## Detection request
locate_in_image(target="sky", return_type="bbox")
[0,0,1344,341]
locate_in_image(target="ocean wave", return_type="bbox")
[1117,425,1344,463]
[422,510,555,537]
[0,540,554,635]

_EXERCISE PROMPT_.
Rewrite the material above, substituting "sea wave" for "ocean wave" and leaving everything else untouched.

_ANSWER IN FULL_.
## Detection request
locate_in_image(target="sky", return_type="bbox")
[0,0,1344,341]
locate_in_image(target="sea wave", return_type="bbox")
[1117,425,1344,463]
[422,510,555,537]
[0,540,554,635]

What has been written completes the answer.